SUPPLIED RECORDS »

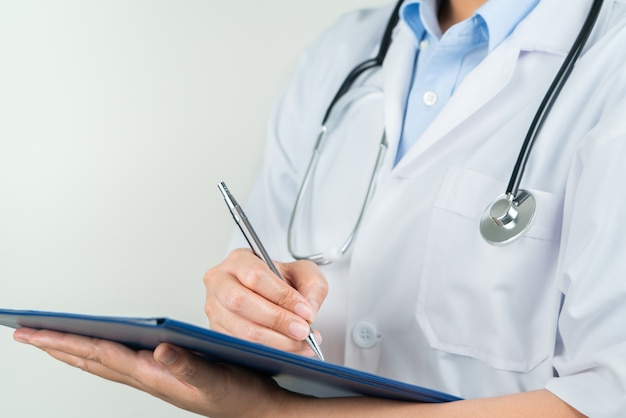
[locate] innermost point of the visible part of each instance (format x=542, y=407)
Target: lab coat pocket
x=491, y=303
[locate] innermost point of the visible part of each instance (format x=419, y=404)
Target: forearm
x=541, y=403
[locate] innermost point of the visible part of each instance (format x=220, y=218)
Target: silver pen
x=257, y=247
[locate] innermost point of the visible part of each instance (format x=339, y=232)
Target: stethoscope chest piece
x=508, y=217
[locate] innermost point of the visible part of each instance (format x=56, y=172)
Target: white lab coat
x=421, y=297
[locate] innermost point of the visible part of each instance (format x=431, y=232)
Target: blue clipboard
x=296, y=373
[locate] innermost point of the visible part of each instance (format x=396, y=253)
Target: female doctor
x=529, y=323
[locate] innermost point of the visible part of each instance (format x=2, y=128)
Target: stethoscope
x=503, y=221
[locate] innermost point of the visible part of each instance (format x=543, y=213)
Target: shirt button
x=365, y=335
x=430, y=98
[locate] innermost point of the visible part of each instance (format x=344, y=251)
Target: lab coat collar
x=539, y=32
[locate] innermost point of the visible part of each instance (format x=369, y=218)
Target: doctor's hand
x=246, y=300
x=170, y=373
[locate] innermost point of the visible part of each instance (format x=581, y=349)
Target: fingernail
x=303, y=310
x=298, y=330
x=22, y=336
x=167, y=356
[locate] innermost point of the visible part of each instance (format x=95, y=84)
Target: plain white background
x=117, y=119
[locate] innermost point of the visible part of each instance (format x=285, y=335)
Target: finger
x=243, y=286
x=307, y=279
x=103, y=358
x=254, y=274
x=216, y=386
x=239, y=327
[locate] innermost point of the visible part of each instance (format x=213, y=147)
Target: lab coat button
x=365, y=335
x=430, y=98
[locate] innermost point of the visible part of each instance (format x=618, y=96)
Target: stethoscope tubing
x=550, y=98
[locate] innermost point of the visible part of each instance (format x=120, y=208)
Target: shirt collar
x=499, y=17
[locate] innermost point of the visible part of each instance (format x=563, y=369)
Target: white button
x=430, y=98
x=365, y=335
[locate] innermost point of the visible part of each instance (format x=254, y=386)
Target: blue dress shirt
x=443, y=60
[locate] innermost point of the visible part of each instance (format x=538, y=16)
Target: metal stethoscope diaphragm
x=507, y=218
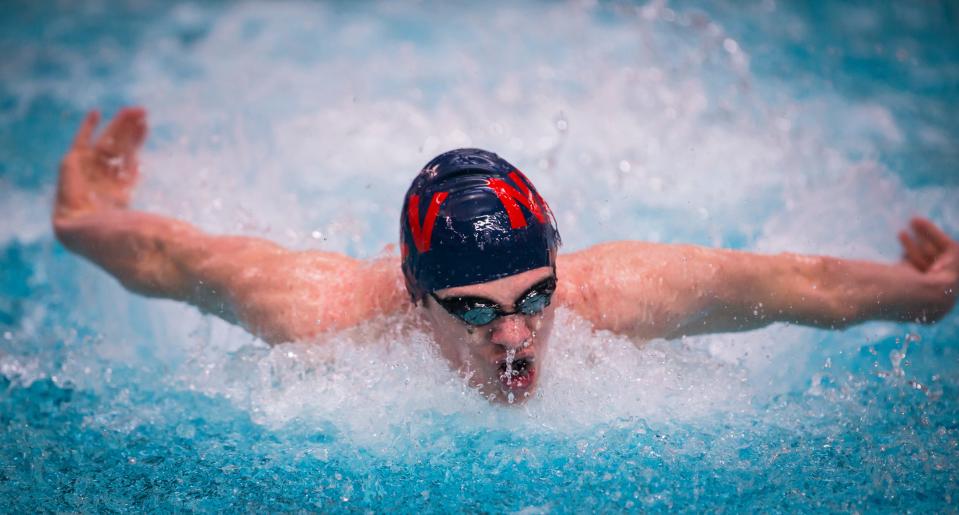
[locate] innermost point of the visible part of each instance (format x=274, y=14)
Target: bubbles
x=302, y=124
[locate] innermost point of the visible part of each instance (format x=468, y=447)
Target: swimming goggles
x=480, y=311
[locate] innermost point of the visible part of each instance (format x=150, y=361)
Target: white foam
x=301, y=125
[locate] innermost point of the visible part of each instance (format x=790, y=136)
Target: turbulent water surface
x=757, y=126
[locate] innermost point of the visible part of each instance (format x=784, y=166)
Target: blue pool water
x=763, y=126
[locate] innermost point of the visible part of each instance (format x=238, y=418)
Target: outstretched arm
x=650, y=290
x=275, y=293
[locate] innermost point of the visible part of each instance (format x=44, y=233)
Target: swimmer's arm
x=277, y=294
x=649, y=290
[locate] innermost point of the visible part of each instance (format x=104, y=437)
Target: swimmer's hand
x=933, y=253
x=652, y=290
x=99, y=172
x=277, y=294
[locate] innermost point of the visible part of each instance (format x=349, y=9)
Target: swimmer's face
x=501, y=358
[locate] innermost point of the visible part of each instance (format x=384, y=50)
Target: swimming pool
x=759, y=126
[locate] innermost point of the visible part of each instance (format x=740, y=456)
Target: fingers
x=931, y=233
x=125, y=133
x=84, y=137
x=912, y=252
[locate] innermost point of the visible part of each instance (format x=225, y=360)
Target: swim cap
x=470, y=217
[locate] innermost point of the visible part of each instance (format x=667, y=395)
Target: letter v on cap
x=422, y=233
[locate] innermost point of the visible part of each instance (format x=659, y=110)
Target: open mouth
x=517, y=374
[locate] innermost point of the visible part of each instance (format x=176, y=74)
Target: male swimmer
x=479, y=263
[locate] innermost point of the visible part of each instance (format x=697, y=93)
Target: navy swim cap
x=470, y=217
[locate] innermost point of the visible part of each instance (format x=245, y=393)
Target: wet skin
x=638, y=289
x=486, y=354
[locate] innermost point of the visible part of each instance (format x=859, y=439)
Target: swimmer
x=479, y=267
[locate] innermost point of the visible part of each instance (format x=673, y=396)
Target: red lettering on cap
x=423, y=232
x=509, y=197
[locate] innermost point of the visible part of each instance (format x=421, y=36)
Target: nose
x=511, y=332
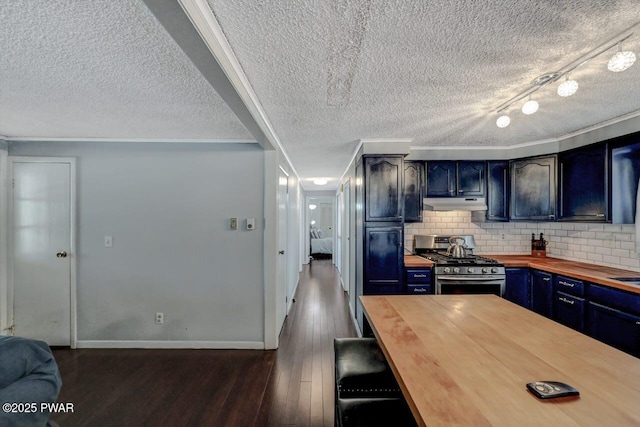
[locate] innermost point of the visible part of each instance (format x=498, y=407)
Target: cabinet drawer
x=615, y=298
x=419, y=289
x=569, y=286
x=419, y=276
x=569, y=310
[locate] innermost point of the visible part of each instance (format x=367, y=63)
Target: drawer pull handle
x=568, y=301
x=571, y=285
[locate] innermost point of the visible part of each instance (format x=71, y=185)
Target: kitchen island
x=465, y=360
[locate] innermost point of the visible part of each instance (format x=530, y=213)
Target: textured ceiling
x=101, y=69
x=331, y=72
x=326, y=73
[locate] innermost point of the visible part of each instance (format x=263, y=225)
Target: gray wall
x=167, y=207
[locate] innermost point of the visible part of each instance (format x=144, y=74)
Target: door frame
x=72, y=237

TO DO » Replace "innermost point" with "central point" throughout all the records above, leaving everything else unchanged. Leave out the pictures.

EXERCISE ANSWER »
[locate] central point of the visible part of each instance (format x=542, y=407)
Target: lab coat pocket
x=491, y=303
[locate] central point of the visible part of each instance (format x=419, y=404)
Target: forearm
x=541, y=403
[locate] central point of the visible part of each instance (format x=220, y=218)
Target: silver pen
x=257, y=247
[locate] central point of the visible part of each instance (format x=339, y=232)
Target: stethoscope chest piece
x=508, y=217
[locate] central point of the visible part of each instance (format x=56, y=172)
Target: white lab coat
x=421, y=297
[locate] central point of the visible part of each instance (format x=431, y=232)
Target: blue clipboard
x=296, y=373
[locate] central point of the visible part of each instance (format x=396, y=253)
Target: female doctor
x=529, y=323
[locate] central point of the visible part of each instance (format x=2, y=128)
Target: stethoscope
x=503, y=221
[locate] central point of the visible part of each instance (format x=543, y=213)
Target: shirt button
x=365, y=335
x=430, y=98
[locate] central point of the visible part of each instance (format x=344, y=251)
Target: lab coat collar
x=539, y=32
[locate] central point of the visible part of each instance (format x=369, y=218)
Target: doctor's hand
x=246, y=300
x=170, y=373
[locate] central point of the visible part of each instance (format x=581, y=349)
Target: fingernail
x=303, y=310
x=298, y=330
x=22, y=336
x=167, y=356
[locate] central point of the visible part of each instance (format x=95, y=84)
Target: plain white background
x=117, y=119
[locate] central point of the visible part of each instance (format x=285, y=335)
Target: finger
x=243, y=286
x=307, y=279
x=103, y=358
x=254, y=274
x=216, y=386
x=239, y=327
[locate] central point of the visible part of each instance (format x=213, y=147)
Target: lab coat button
x=365, y=335
x=430, y=98
[locate] central point of the visible part of each instance (format x=618, y=96)
Target: stethoscope tubing
x=550, y=98
[locate] central point of the visible part of each instance (format x=120, y=208)
Target: shirt collar
x=499, y=17
[locate] central point of the visible part of each instance (format x=563, y=369)
Target: white button
x=430, y=98
x=365, y=335
[locate] central point of the visible part of each instance (format x=254, y=386)
Target: blue dress shirt
x=443, y=60
[locate] central point of the visible part of each instance (format x=538, y=16)
Target: metal stethoscope diaphragm
x=507, y=218
[locate] central point of the visible part of each instance (format x=274, y=14)
Target: bubbles
x=302, y=124
[locate] central point of the visible part of each instance (format x=468, y=447)
Target: swimming goggles
x=480, y=311
[locate] central point of the visible part of each instance (format x=150, y=361)
Target: white foam
x=301, y=125
[locate] central point of the visible part of each instance (format x=790, y=136)
Target: turbulent water surface
x=757, y=126
[locate] central point of the visible part of each instance (format x=784, y=166)
Target: blue pool water
x=763, y=126
[locate] central point of the visible part of each instance (format x=238, y=418)
Target: outstretched arm
x=650, y=290
x=275, y=293
[locate] central point of the visible part of each instance (format x=44, y=233)
Target: swimmer's arm
x=277, y=294
x=649, y=290
[locate] central point of the visible part of each instance (format x=104, y=437)
Target: swimmer's hand
x=933, y=253
x=652, y=290
x=99, y=172
x=277, y=294
[locate] central point of the visible part of each instance (format x=349, y=9)
Target: swimmer's face
x=501, y=358
[locate] central point of the visible part of each instance (format x=384, y=50)
Target: swimming pool
x=759, y=126
[locate] central point of the visible part of each instance (format x=740, y=456)
Target: fingers
x=931, y=233
x=125, y=133
x=84, y=137
x=912, y=252
[locate] central point of the visible part of each instance (format x=225, y=360)
Target: swim cap
x=470, y=217
[locate] central point of the visible part of each instance (format x=667, y=395)
Target: letter v on cap
x=422, y=233
[locate] central point of the visible part of each instance (format x=659, y=110)
Target: open mouth
x=517, y=374
[locate] central point of the visible part of each instance (format x=176, y=74)
Target: male swimmer
x=479, y=263
[locate] central point of the visible part of each instance (format x=697, y=93)
Target: navy swim cap
x=470, y=217
[locate] central point of the visible part of each instance (format x=245, y=393)
Target: wet skin
x=638, y=289
x=486, y=354
[locate] central point of the visible part of each instance (format x=859, y=439)
Target: swimmer
x=479, y=267
[locate] central point of the visible part of each instance (format x=673, y=396)
Target: red lettering on cap
x=423, y=232
x=509, y=197
[locate] central point of the visible part of each instance (format x=421, y=36)
Target: nose
x=511, y=332
[locate] central point of the visible part of each instance (format x=498, y=407)
Target: cabinet drawer
x=615, y=298
x=419, y=289
x=569, y=286
x=419, y=276
x=569, y=310
[locate] central point of the visible part of each instance (format x=367, y=63)
Target: drawer pull handle
x=568, y=301
x=571, y=285
[locate] central point of the visible part of each instance (format x=71, y=185)
Target: kitchen island
x=465, y=360
[locate] central point of the visible part of each instance (format x=530, y=213)
Target: textured ceiling
x=101, y=69
x=331, y=72
x=326, y=73
[locate] central point of the visible part of each instance (format x=263, y=225)
Target: gray wall
x=167, y=207
[locate] central point of the visible part of each instance (format x=144, y=74)
Target: door frame
x=72, y=237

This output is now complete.